[START Listed records]

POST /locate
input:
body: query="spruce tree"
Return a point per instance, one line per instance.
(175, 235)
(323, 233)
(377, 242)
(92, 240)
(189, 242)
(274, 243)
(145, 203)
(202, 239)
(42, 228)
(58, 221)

[END Listed records]
[START Listed records]

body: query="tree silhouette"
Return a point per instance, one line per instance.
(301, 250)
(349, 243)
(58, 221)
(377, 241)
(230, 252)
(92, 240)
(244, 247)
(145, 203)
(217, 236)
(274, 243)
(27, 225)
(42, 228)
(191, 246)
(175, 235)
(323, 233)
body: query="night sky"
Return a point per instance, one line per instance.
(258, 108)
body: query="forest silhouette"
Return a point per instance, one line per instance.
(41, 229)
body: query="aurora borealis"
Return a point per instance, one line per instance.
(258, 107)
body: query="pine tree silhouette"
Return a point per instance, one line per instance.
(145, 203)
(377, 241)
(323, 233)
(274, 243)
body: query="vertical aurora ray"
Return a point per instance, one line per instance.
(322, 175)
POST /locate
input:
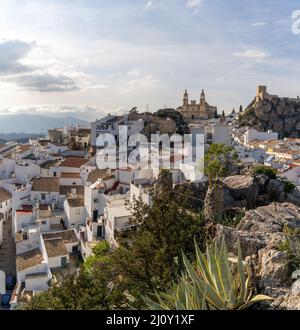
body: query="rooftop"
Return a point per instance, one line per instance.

[END Listed records]
[START Listed records]

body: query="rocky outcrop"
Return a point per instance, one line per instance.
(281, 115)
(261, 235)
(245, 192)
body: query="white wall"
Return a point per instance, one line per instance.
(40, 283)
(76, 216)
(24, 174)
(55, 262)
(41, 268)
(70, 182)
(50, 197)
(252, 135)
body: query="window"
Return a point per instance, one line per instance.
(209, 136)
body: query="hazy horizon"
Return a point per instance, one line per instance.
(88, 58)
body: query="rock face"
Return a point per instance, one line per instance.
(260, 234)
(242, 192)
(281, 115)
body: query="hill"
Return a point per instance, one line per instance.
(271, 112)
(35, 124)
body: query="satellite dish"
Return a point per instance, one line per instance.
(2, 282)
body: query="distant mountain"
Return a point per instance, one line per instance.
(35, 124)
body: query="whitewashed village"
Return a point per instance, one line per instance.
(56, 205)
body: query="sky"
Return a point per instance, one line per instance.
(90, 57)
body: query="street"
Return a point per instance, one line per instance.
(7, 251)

[END Listed records]

Problem requirements:
Pick out every line in the items above that contains the word "silhouette".

Task answer:
body: query="tree silhouette"
body: query="forest silhouette"
body: query="pine tree silhouette"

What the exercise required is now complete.